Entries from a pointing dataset
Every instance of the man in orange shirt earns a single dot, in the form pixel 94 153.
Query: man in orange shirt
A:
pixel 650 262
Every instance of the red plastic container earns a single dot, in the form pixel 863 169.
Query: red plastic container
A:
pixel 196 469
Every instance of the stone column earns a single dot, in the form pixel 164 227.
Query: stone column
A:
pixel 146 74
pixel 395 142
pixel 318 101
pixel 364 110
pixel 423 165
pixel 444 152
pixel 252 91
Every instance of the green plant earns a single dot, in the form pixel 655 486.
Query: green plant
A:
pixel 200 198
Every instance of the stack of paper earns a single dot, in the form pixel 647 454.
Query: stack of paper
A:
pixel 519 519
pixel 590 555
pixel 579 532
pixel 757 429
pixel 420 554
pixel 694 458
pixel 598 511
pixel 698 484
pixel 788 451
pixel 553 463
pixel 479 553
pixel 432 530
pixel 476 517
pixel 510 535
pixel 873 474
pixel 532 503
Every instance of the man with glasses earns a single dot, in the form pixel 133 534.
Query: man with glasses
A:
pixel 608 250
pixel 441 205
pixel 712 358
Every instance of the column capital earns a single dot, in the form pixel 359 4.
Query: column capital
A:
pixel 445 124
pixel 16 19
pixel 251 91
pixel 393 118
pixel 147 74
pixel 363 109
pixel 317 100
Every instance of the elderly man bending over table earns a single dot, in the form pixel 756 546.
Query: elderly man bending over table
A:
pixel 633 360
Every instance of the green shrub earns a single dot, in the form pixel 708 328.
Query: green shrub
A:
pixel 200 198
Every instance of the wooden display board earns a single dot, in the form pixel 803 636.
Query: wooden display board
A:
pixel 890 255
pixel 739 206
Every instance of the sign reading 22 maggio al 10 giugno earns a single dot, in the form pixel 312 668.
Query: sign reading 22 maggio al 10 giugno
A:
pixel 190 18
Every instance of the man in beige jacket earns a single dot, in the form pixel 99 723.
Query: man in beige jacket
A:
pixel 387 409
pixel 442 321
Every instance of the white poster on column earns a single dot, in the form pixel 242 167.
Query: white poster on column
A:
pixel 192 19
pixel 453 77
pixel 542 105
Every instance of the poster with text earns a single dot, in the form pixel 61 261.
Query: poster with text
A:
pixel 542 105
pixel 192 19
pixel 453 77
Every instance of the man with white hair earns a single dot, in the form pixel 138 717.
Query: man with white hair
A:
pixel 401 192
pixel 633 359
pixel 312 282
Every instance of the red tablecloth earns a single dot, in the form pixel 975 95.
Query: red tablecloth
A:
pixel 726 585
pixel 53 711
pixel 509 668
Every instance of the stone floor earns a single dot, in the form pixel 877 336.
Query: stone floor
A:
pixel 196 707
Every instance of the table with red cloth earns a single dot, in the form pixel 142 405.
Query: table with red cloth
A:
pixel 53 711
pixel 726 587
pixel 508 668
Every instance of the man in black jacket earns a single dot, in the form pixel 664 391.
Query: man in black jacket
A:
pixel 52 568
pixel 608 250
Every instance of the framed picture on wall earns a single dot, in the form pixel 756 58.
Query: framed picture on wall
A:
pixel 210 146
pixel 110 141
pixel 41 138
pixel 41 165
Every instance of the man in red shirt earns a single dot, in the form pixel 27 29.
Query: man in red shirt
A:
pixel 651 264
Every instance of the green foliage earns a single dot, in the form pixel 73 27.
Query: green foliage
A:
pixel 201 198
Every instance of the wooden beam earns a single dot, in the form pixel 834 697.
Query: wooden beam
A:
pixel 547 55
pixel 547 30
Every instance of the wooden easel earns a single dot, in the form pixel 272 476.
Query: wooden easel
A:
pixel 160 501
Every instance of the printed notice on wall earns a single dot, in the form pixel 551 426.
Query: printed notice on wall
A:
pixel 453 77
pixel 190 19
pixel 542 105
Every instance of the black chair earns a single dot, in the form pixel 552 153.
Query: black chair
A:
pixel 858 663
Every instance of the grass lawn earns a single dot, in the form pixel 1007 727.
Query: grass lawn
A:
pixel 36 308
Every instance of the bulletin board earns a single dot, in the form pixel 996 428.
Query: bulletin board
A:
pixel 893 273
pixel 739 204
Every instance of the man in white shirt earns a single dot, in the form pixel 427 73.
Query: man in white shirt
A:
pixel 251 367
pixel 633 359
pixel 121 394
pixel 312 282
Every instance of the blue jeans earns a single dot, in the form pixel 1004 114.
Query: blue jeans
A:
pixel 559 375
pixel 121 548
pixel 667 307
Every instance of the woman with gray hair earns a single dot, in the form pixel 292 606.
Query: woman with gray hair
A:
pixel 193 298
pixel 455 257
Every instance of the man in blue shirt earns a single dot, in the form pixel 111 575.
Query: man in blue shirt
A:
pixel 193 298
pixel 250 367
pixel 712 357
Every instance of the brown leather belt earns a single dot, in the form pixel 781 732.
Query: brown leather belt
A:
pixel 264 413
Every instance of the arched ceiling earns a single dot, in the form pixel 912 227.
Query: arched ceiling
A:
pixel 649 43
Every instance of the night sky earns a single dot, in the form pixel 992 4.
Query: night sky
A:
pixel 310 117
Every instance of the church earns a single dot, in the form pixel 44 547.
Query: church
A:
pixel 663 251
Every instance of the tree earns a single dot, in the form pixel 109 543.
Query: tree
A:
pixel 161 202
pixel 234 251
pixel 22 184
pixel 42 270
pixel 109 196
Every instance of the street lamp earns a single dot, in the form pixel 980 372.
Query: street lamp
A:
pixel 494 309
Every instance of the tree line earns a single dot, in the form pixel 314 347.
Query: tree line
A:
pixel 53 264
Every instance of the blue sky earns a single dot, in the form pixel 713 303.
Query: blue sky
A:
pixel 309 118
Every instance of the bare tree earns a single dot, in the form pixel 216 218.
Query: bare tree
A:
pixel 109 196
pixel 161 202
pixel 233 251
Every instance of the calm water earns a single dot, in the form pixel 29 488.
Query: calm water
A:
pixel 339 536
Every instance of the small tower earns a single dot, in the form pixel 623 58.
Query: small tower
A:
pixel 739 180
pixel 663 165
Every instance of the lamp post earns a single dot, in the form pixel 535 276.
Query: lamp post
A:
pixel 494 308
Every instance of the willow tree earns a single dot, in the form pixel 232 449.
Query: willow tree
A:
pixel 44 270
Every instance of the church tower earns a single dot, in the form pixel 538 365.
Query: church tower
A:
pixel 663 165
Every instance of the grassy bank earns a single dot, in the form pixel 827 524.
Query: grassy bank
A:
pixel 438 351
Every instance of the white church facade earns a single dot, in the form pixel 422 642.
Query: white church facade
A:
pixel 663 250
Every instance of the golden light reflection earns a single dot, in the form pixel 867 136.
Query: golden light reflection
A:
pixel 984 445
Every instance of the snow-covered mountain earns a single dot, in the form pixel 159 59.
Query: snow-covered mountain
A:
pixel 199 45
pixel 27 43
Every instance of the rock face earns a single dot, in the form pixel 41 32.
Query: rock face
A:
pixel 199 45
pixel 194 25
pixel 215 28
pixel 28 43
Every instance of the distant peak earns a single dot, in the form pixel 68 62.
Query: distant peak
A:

Directions for this task:
Render the lines of every record above as a numbered list, omitting any blank lines.

Task response:
1. Every instance of the man in orange shirt earns a single dot, in the form pixel 94 153.
2. Query: man in orange shirt
3. A:
4. pixel 650 262
5. Every instance of the red plastic container earns a single dot, in the form pixel 863 169.
6. Query: red plastic container
7. A:
8. pixel 196 469
9. Every instance of the stone column earns a single dot, in the form pixel 164 227.
10. Query: stone column
11. A:
12. pixel 146 74
13. pixel 395 142
14. pixel 318 101
15. pixel 364 110
16. pixel 423 165
17. pixel 444 152
18. pixel 252 91
19. Every instance of the green plant earns a single dot, in the form pixel 655 486.
20. Query: green plant
21. A:
22. pixel 200 198
23. Every instance of the stack of paper earns a single dot, in the form pixel 647 454.
24. Query: stack of paper
25. A:
26. pixel 519 519
27. pixel 590 555
28. pixel 579 532
29. pixel 757 429
30. pixel 420 554
31. pixel 694 458
32. pixel 598 511
33. pixel 698 484
34. pixel 788 451
35. pixel 553 463
36. pixel 479 553
37. pixel 432 530
38. pixel 476 517
39. pixel 510 535
40. pixel 873 474
41. pixel 532 503
42. Every instance of the man with glasses earns a single dot, in the form pixel 133 534.
43. Query: man with glasses
44. A:
45. pixel 608 250
46. pixel 441 205
47. pixel 712 358
48. Every instance of the column capital earns a single dot, in the form pixel 359 4.
49. Query: column capital
50. A:
51. pixel 445 124
52. pixel 16 19
53. pixel 251 91
54. pixel 393 118
55. pixel 147 74
56. pixel 363 109
57. pixel 317 100
58. Every instance of the elderly man bending over table earns a single dot, in the form pixel 756 546.
59. Query: elderly man bending over table
60. A:
61. pixel 633 360
62. Every instance of the green shrub earns a single dot, in the form pixel 708 328.
63. Query: green shrub
64. A:
65. pixel 200 198
66. Every instance of the wooden display board earns a single dot, in the form pixel 803 636.
67. Query: wooden display board
68. A:
69. pixel 890 255
70. pixel 739 206
71. Every instance of the sign reading 22 maggio al 10 giugno earns a single dot, in the form pixel 312 668.
72. Query: sign reading 22 maggio al 10 giugno
73. A:
74. pixel 190 18
75. Every instance of the man in beige jacket earns a single dot, in the form pixel 99 723.
76. Query: man in beige jacket
77. A:
78. pixel 387 409
79. pixel 442 321
80. Every instance of the white poster on column earns a single dot, in the form pixel 242 167.
81. Query: white poster on column
82. A:
83. pixel 192 19
84. pixel 453 77
85. pixel 542 105
86. Every instance of the poster with text earns a single dot, in the form pixel 61 261.
87. Query: poster with text
88. A:
89. pixel 542 105
90. pixel 192 19
91. pixel 453 77
92. Every instance of the man with white hair earns a single dot, in the form pixel 138 717.
93. Query: man with white hair
94. A:
95. pixel 401 192
96. pixel 633 359
97. pixel 312 282
98. Every instance of the red tablecloth earns a single dot, in the form pixel 975 95.
99. Query: red tablecloth
100. A:
101. pixel 726 585
102. pixel 53 711
103. pixel 509 668
104. Every instance of the stone floor earns a single dot, in the form pixel 877 336.
105. Query: stone floor
106. A:
107. pixel 196 707
108. Every instance of the table with red cloth earns a single dot, in the form pixel 142 405.
109. Query: table with red cloth
110. A:
111. pixel 53 711
112. pixel 726 587
113. pixel 508 668
114. Every instance of the man in black jacket earns a single dot, in the form pixel 664 391.
115. Query: man in black jacket
116. A:
117. pixel 52 568
118. pixel 608 250
119. Every instance of the framed picture on wall earns a single dot, in the form pixel 756 58.
120. Query: framed picture on wall
121. A:
122. pixel 210 146
123. pixel 110 141
124. pixel 41 138
125. pixel 41 165
126. Every instance of the man in red shirt earns a single dot, in the form pixel 27 29.
127. Query: man in red shirt
128. A:
129. pixel 651 264
130. Every instance of the green foliage earns a single dot, in the form pixel 73 27.
131. Query: green foliage
132. A:
133. pixel 201 198
134. Every instance of the wooden beam earns a single dot, in the form pixel 834 697.
135. Query: wooden beam
136. A:
137. pixel 547 55
138. pixel 547 30
139. Every instance of the wooden easel earns a single dot, in the form pixel 272 476.
140. Query: wooden easel
141. A:
142. pixel 160 501
143. Every instance of the printed notice on wall earns a single dot, in the form pixel 551 426.
144. Query: printed notice on wall
145. A:
146. pixel 453 77
147. pixel 190 19
148. pixel 542 105
149. Every instance of the black chair earns a single dot, in the form pixel 552 153.
150. Query: black chair
151. A:
152. pixel 858 663
153. Every instance of the grass lawn earns a single dot, in the form pixel 1007 727.
154. Query: grass lawn
155. A:
156. pixel 36 308
157. Every instance of the bulletin board earns a single dot, in the form pixel 996 428.
158. Query: bulletin board
159. A:
160. pixel 893 273
161. pixel 739 204
162. Every instance of the man in white shirt earns a single dot, in the form pixel 427 73.
163. Query: man in white shirt
164. A:
165. pixel 251 367
166. pixel 633 359
167. pixel 121 394
168. pixel 312 282
169. Every instance of the blue jeans earns a single dot, in the form pixel 1004 114.
170. Query: blue jeans
171. A:
172. pixel 559 375
173. pixel 121 548
174. pixel 667 307
175. Every instance of the woman with gray hair earns a single dot, in the form pixel 292 606.
176. Query: woman with gray hair
177. A:
178. pixel 193 298
179. pixel 455 257
180. Every instance of the man in blue shirt earns a single dot, in the form pixel 111 575.
181. Query: man in blue shirt
182. A:
183. pixel 193 298
184. pixel 250 367
185. pixel 712 357
186. Every instance of the brown leather belt earns a single dot, in the form pixel 781 732.
187. Query: brown leather belt
188. A:
189. pixel 264 413
190. Every instance of the arched ceiling earns a single dot, in the form pixel 912 227.
191. Query: arched ceiling
192. A:
193. pixel 649 43
194. Every instance of the night sky earns a single dot, in the form pixel 992 4.
195. Query: night sky
196. A:
197. pixel 310 117
198. Every instance of the church earns a single dot, in the form pixel 44 547.
199. Query: church
200. A:
201. pixel 663 251
202. Every instance of the tree earns a single dot, in the form pixel 109 543.
203. Query: tree
204. A:
205. pixel 161 202
206. pixel 234 251
207. pixel 22 184
208. pixel 42 270
209. pixel 109 196
210. Every instance of the street lamp earns a single dot, in the form pixel 980 372.
211. Query: street lamp
212. A:
213. pixel 494 309
214. Every instance of the tree line earns a single dot, in the form pixel 314 347.
215. Query: tree line
216. A:
217. pixel 53 264
218. Every instance of the blue sky earns a single dot, in the form pixel 713 303.
219. Query: blue sky
220. A:
221. pixel 309 118
222. Every instance of the bare tree earns a single dot, in the form pixel 216 218.
223. Query: bare tree
224. A:
225. pixel 109 196
226. pixel 161 202
227. pixel 233 251
228. Every instance of the calm water earns a single dot, in the form pixel 29 488.
229. Query: calm water
230. A:
231. pixel 339 536
232. Every instance of the small tower earns a single dot, in the form pixel 623 58.
233. Query: small tower
234. A:
235. pixel 739 180
236. pixel 663 165
237. Every instance of the lamp post earns a single dot, in the form pixel 535 276.
238. Query: lamp post
239. A:
240. pixel 494 308
241. Every instance of the willow tree earns a single dot, in the form pixel 232 449.
242. Query: willow tree
243. A:
244. pixel 44 270
245. Every instance of the church tower earns a single dot, in the form pixel 538 365.
246. Query: church tower
247. A:
248. pixel 663 165
249. Every instance of the grassy bank earns a single dot, in the form pixel 827 524.
250. Query: grassy bank
251. A:
252. pixel 438 351
253. Every instance of the white church facade earns a single dot, in the form pixel 422 642.
254. Query: white church facade
255. A:
256. pixel 663 250
257. Every instance of the golden light reflection earns a single dot, in the form pixel 867 136.
258. Query: golden light reflection
259. A:
260. pixel 984 445
261. Every instance of the snow-covered mountain earns a single dot, in the form pixel 159 59.
262. Query: snow-covered mountain
263. A:
264. pixel 199 45
265. pixel 27 43
266. Every instance of the rock face earns a single dot, in the form pixel 41 32.
267. Query: rock face
268. A:
269. pixel 199 45
270. pixel 194 25
271. pixel 215 28
272. pixel 28 43
273. Every instance of the distant peak earns a single dot, in the form pixel 68 62.
274. Query: distant peak
275. A:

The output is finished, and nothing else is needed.